Es geschah am helllichten Tag
Vor zehn Jahren erschüttert Andrej W. die gesamte Bodenseeregion mit dem Mord an einer Taxifahrerin – Sein damaliger Anwalt mahnt heute: „Man darf ihn nie wieder rauslassen!“
HAGNAU - Den eindringlichsten Moment im Zusammenhang mit dem sogenannten Taximord von Hagnau am Bodensee erlebt die Öffentlichkeit am 10. Februar 2011 im großen Saal des Landgerichts Konstanz, fast exakt acht Monate nachdem Andrej W. eine Taxifahrerin beinahe und eine weitere tatsächlich getötet hat: Der 28 Jahre alte Mann sitzt auf der Anklagebank – wirkt unbeteiligt und unaufmerksam – als ganz am Ende des mehrere Wochen andauernden Prozesses jene Frau, die er fast zu Tode gequält hat, die Kraft findet, sich ihm gegenüber auf den Platz der Nebenklage zu setzen. Es ist Heidi F., deren Gesundheit der Verbrecher durch seine Vergewaltigungen an ihr, seinen Versuchen, sie zu töten, sichtbar ruiniert hat. Körperliche Verwundungen, die sie den Rest ihres Lebens zu tragen hat. Von den seelischen gar nicht zu reden.

Deine Aufgabe: Nenne bitte anhand des Textauszugs oben das Datum und den Ort, an dem Heidi F. sich Andrej W. gegenüber auf den Platz der Nebenklage setzte.

Datensätze:
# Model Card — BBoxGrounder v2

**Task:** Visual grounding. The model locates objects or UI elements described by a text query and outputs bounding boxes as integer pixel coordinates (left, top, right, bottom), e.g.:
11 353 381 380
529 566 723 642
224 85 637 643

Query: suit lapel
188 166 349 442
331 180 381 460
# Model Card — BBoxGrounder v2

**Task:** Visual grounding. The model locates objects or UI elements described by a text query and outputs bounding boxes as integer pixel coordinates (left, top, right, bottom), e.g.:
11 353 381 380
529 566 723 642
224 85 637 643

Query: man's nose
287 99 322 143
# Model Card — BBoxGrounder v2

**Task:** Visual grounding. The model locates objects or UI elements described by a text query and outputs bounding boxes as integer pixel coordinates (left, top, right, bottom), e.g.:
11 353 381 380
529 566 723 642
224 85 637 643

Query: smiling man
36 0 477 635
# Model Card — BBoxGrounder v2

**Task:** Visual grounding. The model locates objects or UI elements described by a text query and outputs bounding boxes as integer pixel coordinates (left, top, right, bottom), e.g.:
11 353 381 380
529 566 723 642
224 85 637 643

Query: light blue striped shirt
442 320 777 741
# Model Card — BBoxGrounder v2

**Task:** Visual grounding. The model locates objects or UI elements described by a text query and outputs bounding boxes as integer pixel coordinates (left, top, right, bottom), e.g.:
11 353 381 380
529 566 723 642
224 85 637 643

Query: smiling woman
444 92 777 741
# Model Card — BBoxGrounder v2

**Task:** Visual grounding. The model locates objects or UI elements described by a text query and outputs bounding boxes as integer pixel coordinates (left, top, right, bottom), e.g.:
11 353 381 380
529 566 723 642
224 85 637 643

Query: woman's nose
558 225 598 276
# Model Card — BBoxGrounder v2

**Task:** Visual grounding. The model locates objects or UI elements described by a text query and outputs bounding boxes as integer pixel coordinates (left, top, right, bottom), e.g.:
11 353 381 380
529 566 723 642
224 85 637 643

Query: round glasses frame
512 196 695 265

Antwort: Am 10. Februar 2011 im großen Saal des Landgerichts Konstanz.